Texte de référence:

• • • • •

Analyse-Livres & Culture pour tous
24 Juillet 2009
Deux amitiés, l'une réelle entre deux hommes hors du commun et l'autre idéalisée entre deux hommes ordinaires : extrait des Essais de Montaigne et une fable de la Fontaine, les deux amis.
(Raphaël, autoportrait avec un ami,1517-1519- Louvre)
Repères : thème de l'amitié : vers et prose
Il y a, au-delà de tout mon discours, et de ce que j'en puis dire particulièrement, ne sais quelle force inexplicable et fatale, médiatrice de cette union. Nous nous cherchions avant que de nous être vus, et par des rapports que nous oyions l'un de l'autre, qui faisaient en notre affection plus d'effort que ne porte la raison des rapports, je crois par quelque ordonnance du ciel ; nous nous embrassions par nos noms. Et à notre première rencontre, qui fut par hasard en une grande fête et compagnie de ville, nous nous trouvâmes si pris, si connus, si obligés entre nous, que rien dès lors ne nous fut si proche que l'un à l'autre. Il écrivit une satire latine excellente, qui est publiée, par laquelle il excuse et explique la précipitation de notre intelligence, si promptement parvenue à sa perfection. Ayant si peu à durer, et ayant si tard commencé, car nous étions tous deux hommes faits, et lui plus de quelques années, elle n'avait point à perdre de temps et à se régler au patron des amitiés molles et régulières, auxquelles il faut tant de précautions de longue et préalable conversation. Celle-ci n'a point d'autre idée que d'elle-même, et ne se peut rapporter qu'à soi. Ce n'est pas une spéciale considération, ni deux, ni trois, ni quatre, ni mille : c'est je ne sais quelle quintessence de tout ce mélange, qui ayant saisi toute ma volonté, l'amena se plonger et se perdre dans la sienne ; qui, ayant saisi toute sa volonté, l'amena se plonger et se perdre en la mienne, d'une faim, d'une concurrence pareille. Je dis perdre, à la vérité, ne nous réservant rien qui nous fût propre, ni qui fût ou sien, ou mien.
Michel de MONTAIGNE (1533-1592), Les Essais (1580-1592) : « De l’amitié » (I, 28)
Au détour d'un cauchemar apparaissent les contours d'une amitié idéalisée...
Deux vrais amis vivaient au Monomotapa :
L'un ne possédait rien qui n'appartînt à l'autre :
Les amis de ce pays-là
Valent bien dit-on ceux du nôtre.

• • • • •

Données fournies:
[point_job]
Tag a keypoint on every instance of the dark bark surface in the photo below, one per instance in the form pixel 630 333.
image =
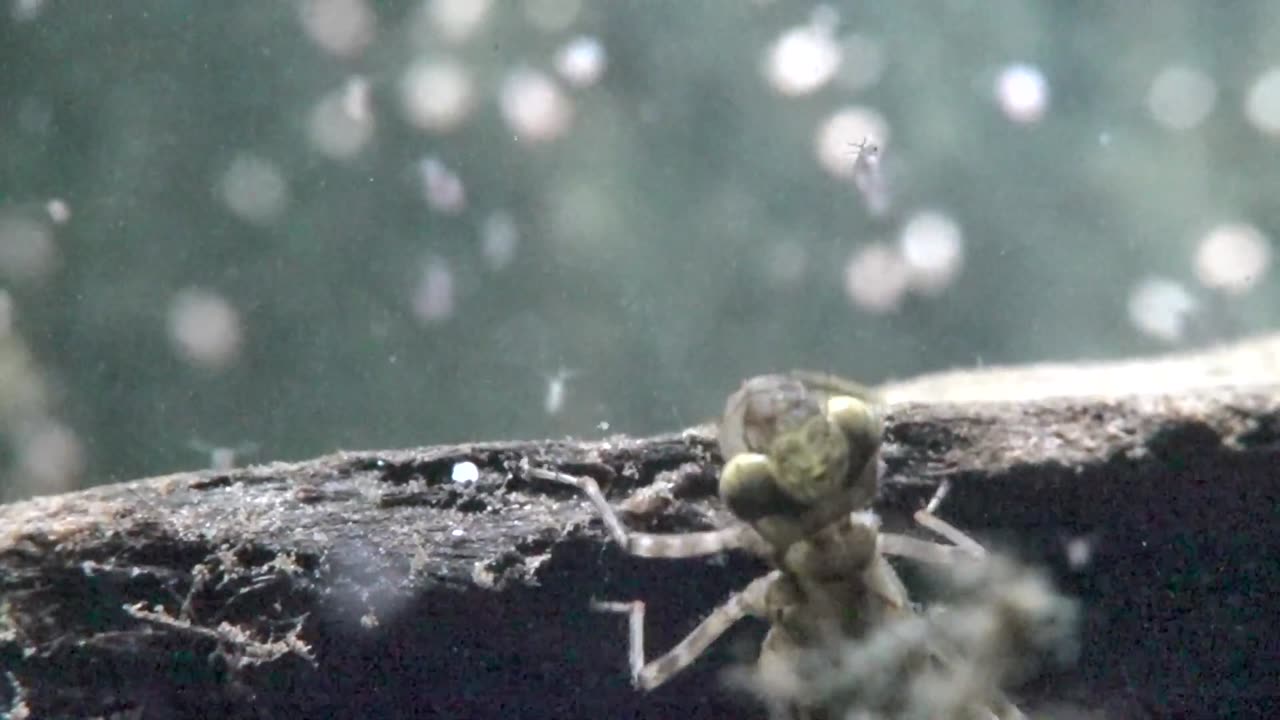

• • • • •

Consigne: Restituez mot pour mot le passage du texte sur l'amitié qui s'ouvre sur les mots contenant « Au détour d'un » et se clôt sur « ceux du nôtre. ».

Corrigé:
Au détour d'un cauchemar apparaissent les contours d'une amitié idéalisée...
Deux vrais amis vivaient au Monomotapa :
L'un ne possédait rien qui n'appartînt à l'autre :
Les amis de ce pays-là
Valent bien dit-on ceux du nôtre.